WORK REQUEST: Please output exactly the lines that run from the line with "Target: dark bristly skin" through the final line of the data, inclusive, and nothing more.

[Dataset entries]

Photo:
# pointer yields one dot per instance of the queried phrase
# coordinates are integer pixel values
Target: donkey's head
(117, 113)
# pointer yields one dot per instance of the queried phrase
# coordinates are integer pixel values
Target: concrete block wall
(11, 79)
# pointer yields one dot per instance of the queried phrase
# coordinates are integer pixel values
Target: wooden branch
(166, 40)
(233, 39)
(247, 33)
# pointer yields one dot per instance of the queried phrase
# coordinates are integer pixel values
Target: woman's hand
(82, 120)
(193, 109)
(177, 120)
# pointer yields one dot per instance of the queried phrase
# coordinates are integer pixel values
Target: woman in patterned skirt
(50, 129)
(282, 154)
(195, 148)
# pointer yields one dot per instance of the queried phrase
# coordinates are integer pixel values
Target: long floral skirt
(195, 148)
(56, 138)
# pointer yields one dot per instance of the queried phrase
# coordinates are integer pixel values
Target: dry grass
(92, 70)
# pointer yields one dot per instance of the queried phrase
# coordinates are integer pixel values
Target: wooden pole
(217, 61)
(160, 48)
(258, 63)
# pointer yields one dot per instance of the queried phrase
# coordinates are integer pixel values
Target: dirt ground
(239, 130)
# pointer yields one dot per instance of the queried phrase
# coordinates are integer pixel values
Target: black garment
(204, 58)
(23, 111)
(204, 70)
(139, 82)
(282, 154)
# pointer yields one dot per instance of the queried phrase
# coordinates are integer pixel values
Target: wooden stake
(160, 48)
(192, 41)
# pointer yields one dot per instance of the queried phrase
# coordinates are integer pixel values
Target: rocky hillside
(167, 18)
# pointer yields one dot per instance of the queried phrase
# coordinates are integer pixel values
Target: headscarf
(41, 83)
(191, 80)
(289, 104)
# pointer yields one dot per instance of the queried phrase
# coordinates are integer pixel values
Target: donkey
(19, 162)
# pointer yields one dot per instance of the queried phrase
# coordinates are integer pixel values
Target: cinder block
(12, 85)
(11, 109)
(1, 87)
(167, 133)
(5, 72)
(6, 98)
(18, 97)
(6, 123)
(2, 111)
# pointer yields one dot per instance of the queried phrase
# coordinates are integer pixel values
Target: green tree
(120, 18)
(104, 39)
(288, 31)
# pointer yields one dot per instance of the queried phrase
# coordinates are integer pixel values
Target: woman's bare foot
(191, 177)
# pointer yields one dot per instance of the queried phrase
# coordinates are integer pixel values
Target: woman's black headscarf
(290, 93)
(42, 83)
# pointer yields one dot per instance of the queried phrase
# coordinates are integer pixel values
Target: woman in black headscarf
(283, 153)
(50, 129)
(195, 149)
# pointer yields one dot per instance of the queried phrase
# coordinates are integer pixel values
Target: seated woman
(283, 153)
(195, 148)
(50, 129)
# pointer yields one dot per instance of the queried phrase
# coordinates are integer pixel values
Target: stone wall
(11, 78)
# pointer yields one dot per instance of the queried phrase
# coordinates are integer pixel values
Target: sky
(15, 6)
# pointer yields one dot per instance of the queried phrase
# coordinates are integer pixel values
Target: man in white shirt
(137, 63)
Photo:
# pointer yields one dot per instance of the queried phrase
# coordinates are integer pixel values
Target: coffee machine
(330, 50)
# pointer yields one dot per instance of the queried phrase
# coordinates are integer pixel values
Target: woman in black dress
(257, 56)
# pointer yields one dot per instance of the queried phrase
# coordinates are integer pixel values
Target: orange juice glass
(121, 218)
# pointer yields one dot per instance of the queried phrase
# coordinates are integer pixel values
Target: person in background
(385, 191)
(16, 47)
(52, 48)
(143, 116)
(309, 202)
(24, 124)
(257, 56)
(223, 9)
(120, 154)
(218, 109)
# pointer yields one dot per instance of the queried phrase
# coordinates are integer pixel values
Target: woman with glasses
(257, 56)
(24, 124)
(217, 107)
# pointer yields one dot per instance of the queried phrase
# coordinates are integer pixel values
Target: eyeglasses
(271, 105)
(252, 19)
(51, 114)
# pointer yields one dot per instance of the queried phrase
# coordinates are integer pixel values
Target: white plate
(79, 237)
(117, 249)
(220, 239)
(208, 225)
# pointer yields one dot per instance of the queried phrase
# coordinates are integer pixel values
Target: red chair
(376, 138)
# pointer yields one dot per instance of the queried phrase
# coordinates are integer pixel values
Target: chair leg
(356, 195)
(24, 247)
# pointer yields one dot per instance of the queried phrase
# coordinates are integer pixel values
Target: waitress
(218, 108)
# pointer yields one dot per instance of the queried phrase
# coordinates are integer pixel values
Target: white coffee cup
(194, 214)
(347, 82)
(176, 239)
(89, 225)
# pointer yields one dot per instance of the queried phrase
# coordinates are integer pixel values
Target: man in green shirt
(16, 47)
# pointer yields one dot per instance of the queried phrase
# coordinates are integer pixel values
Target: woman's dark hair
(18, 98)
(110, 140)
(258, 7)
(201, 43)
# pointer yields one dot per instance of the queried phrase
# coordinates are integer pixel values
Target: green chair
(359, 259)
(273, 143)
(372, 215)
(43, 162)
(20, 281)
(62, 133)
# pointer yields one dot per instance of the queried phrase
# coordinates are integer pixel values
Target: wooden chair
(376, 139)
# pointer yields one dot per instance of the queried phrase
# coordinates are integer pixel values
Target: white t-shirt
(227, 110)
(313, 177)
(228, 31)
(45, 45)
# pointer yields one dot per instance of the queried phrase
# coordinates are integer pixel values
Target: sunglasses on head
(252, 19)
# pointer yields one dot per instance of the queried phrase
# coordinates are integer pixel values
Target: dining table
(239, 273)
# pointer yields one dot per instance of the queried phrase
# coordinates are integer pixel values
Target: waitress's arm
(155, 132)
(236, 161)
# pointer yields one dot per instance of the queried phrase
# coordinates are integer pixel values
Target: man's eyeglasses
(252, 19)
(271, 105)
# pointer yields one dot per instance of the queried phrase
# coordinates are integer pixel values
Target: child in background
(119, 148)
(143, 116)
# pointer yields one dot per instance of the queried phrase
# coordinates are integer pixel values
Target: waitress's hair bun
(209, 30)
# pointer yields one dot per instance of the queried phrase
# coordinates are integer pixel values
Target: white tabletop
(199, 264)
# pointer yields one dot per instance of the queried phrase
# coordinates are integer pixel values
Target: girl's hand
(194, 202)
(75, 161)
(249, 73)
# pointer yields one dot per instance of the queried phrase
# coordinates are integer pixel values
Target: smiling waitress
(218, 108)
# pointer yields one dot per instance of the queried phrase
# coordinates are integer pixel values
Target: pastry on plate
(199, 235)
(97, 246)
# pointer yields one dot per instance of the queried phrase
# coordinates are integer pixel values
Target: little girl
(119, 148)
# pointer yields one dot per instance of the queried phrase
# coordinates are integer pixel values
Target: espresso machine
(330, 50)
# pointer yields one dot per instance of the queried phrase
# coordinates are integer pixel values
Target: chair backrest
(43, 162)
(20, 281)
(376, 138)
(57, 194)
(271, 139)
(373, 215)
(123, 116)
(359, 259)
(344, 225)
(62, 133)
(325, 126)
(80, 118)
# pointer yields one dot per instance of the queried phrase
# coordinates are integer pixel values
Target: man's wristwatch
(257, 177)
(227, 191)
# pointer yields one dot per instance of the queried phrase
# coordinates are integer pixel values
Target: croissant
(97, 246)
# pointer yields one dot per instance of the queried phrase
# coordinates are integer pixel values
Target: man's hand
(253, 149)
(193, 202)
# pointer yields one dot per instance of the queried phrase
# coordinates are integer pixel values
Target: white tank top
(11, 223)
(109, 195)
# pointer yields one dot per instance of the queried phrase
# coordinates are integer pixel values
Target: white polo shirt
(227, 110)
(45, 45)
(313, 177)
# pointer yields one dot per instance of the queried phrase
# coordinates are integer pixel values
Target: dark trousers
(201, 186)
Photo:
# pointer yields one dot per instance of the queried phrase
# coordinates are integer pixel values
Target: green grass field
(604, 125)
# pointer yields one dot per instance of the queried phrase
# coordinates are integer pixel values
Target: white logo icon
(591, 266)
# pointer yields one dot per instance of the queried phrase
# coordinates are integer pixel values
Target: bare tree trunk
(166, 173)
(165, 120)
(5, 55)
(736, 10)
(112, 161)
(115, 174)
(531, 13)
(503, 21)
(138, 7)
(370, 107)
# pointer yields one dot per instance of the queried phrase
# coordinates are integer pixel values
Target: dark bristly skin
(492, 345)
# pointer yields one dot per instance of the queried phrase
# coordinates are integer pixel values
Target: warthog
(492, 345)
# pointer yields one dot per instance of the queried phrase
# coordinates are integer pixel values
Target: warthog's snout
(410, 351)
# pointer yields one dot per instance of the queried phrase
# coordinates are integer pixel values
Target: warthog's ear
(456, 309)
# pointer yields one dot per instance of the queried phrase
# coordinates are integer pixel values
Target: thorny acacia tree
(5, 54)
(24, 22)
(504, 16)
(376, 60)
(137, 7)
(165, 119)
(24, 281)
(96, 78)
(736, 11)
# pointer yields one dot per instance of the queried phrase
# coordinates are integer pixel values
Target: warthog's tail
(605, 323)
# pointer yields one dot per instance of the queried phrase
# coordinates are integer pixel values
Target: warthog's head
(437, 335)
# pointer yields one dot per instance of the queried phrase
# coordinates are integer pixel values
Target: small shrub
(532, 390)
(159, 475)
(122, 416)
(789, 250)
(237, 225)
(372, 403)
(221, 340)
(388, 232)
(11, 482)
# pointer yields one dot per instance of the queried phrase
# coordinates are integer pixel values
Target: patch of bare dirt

THE COMPLETED TASK:
Target: dark bristly skin
(492, 345)
# pointer yields one dot per instance of the queried phrase
# coordinates are integer pixel values
Target: warthog
(492, 345)
# pointer yields one dot per instance of the queried phrase
# coordinates are integer pixel values
Target: warthog's snout
(410, 351)
# pointer yields one dot per instance of the queried phrase
# coordinates are integer pixel values
Target: warthog's ear
(456, 309)
# pointer yields one dot per instance of the queried phrase
# coordinates are integer pixel values
Target: thorny acacia tree
(5, 54)
(24, 22)
(504, 16)
(376, 60)
(137, 7)
(165, 119)
(24, 281)
(96, 78)
(736, 11)
# pointer yields one dot per instance of the queried phrase
# coordinates are integer pixel values
Target: warthog's tail
(605, 323)
# pointer yields one dot per instance of the queried phrase
# coordinates are integer pixel values
Target: warthog's head
(437, 335)
# pointer yields one dot per instance of the queried phrase
# coordinates are integer pixel values
Target: small shrub
(532, 390)
(159, 475)
(122, 416)
(789, 250)
(237, 225)
(372, 403)
(221, 340)
(388, 232)
(11, 482)
# pointer yields one dot per instance of the queried phrase
# coordinates are integer pixel values
Target: patch of bare dirt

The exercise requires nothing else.